Aim: Update the entries starting with the line that contains "search: green rooftop lawn" and going on through the line that contains "top-left (516, 317), bottom-right (625, 405)", replacing "Multiple results" with "Several results" and changing nothing else. Return only those lines.
***** Record excerpts
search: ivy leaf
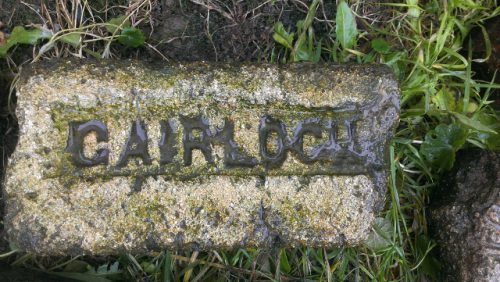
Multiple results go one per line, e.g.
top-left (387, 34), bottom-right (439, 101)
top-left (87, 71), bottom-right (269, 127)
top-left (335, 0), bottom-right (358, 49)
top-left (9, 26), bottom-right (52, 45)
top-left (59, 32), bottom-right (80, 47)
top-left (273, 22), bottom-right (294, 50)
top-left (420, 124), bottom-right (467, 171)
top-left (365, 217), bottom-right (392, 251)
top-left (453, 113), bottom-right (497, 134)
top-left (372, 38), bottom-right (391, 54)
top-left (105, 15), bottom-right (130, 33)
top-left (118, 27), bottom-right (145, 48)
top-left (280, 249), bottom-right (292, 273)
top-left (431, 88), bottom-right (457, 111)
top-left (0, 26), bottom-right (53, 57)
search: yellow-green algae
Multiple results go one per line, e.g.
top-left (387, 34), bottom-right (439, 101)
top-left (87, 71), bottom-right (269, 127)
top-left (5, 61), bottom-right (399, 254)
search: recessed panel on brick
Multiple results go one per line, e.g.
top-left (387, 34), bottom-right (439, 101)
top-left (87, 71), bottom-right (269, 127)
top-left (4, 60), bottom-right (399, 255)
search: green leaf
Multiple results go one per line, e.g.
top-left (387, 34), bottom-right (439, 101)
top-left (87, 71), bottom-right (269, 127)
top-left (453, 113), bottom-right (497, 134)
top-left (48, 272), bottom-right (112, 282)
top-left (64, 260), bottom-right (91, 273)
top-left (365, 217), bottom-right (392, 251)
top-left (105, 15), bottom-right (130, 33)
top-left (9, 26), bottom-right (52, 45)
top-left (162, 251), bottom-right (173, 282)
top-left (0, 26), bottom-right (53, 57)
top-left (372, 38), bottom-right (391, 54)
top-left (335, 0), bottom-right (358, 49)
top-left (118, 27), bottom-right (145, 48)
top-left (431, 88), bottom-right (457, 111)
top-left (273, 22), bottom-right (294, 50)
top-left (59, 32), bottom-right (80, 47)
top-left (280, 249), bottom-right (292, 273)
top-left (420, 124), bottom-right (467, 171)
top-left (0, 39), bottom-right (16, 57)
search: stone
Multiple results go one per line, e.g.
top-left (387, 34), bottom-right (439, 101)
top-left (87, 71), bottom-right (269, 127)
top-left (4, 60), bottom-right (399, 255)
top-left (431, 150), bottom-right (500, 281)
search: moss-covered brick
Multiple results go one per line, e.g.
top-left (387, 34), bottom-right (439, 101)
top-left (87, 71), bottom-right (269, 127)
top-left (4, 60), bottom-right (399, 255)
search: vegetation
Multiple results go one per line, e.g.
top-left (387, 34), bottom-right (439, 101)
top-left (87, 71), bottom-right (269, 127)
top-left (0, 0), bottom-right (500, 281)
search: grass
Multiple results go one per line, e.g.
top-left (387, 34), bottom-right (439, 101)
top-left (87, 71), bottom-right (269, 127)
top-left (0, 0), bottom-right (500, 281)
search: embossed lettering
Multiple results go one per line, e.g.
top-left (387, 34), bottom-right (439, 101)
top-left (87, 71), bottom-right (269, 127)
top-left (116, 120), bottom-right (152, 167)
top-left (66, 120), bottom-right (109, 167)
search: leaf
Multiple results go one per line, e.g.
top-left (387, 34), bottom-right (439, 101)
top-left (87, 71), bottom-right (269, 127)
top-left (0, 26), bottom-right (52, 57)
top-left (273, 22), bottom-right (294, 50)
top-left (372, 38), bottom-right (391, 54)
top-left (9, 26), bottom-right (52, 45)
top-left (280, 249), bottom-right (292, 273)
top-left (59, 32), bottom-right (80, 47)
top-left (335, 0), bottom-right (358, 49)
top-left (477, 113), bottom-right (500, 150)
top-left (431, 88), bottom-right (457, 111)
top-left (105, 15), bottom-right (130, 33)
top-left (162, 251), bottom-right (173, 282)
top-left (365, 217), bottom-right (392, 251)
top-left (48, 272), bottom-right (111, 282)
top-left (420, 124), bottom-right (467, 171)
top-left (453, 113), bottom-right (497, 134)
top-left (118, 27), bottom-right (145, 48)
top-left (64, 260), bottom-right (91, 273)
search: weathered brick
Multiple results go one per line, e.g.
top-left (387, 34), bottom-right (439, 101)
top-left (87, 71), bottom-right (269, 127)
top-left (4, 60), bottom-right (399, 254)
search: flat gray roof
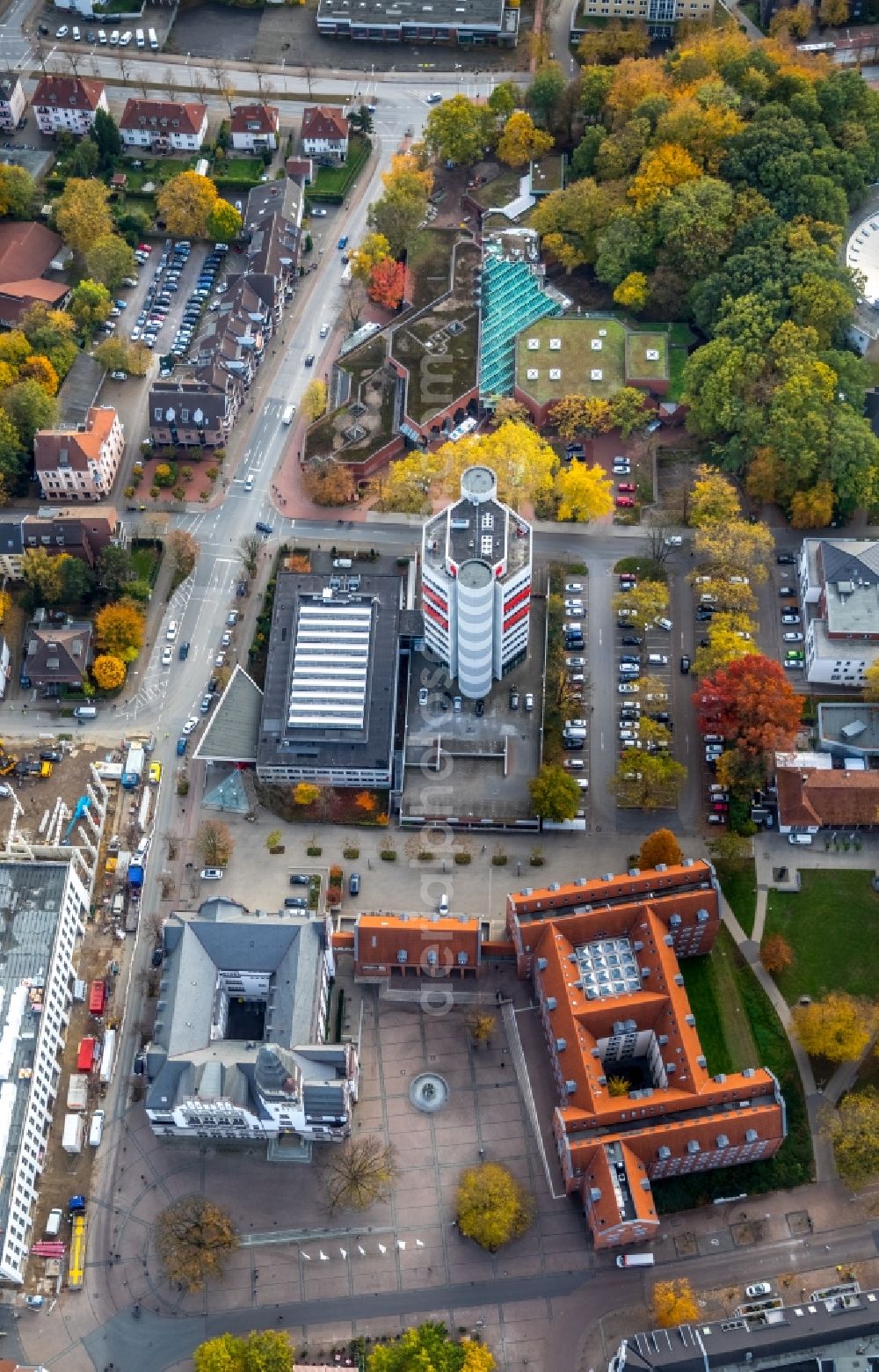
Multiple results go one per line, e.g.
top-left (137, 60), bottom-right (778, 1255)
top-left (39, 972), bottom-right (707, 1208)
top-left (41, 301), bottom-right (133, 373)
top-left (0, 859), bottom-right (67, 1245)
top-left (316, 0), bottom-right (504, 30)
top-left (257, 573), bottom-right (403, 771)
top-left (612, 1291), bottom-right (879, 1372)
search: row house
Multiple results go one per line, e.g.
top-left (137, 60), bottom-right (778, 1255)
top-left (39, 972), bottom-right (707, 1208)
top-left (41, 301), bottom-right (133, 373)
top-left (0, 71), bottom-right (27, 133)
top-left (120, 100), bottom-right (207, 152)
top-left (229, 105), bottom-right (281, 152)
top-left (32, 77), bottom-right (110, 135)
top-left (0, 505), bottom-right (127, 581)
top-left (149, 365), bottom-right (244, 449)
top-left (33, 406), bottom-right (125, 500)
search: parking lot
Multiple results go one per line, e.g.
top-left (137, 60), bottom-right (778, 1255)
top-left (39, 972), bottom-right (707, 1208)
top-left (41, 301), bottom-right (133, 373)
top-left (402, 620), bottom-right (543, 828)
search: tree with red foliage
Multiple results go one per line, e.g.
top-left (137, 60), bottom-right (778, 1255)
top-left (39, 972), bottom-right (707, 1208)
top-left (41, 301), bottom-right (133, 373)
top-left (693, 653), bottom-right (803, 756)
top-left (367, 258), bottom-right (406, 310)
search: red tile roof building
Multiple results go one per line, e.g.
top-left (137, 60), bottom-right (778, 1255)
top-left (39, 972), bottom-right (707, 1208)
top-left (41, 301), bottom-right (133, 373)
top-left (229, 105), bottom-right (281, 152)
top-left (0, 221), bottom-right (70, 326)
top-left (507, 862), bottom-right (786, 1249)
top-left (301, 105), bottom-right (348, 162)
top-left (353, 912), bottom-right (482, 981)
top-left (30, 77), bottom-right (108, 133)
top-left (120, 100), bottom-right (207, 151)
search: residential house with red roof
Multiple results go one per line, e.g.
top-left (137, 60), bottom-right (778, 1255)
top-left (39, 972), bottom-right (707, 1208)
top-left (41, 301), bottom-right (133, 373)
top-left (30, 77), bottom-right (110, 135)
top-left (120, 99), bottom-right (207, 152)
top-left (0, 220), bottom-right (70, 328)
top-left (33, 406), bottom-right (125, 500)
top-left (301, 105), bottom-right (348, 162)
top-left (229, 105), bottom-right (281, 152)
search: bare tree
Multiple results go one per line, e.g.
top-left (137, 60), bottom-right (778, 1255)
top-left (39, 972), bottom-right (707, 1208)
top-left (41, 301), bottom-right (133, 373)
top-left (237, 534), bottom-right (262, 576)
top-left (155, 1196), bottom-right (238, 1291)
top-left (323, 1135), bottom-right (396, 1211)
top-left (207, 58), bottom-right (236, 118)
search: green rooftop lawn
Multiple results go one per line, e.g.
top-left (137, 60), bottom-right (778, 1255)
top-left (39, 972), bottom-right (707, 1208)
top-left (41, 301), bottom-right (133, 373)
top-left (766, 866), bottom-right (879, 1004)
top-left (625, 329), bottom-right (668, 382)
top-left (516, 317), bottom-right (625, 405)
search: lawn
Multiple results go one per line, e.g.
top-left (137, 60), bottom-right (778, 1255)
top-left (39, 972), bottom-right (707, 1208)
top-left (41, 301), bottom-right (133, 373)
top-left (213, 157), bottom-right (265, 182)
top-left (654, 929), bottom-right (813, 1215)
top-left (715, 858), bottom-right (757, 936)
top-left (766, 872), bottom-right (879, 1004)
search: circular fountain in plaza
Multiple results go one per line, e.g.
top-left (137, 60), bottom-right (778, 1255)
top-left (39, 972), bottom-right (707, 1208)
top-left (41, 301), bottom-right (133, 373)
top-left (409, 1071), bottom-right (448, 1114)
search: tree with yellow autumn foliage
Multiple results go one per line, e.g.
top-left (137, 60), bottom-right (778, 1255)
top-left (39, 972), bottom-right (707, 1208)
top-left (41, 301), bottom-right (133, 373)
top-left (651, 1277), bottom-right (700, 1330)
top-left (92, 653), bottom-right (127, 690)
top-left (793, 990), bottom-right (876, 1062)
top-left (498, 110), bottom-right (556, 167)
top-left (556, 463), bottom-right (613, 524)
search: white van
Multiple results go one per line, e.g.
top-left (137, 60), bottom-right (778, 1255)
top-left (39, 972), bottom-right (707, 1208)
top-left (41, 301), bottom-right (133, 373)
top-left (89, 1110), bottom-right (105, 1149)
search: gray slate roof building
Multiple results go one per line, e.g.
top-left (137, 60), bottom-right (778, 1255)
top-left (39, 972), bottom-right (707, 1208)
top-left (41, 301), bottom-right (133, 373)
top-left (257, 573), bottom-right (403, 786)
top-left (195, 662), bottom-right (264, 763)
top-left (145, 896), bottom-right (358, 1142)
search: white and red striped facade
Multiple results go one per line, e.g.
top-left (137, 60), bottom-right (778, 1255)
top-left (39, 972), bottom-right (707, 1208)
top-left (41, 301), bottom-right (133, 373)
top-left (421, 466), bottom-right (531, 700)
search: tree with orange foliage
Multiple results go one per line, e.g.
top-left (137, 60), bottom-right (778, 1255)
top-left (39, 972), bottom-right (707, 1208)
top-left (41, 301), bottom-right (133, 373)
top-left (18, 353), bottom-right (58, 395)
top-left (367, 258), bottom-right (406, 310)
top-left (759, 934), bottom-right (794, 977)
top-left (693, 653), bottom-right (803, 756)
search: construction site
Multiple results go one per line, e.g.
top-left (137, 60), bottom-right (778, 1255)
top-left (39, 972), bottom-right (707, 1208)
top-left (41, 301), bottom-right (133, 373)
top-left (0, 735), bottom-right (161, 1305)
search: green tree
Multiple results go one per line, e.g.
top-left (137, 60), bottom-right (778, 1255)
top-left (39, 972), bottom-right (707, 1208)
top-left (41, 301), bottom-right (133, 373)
**********
Answer:
search: green rooftop lawn
Several results go one per line, e.g.
top-left (137, 60), bottom-right (778, 1255)
top-left (39, 972), bottom-right (707, 1208)
top-left (41, 301), bottom-right (133, 373)
top-left (766, 866), bottom-right (879, 1004)
top-left (625, 329), bottom-right (668, 382)
top-left (516, 317), bottom-right (625, 405)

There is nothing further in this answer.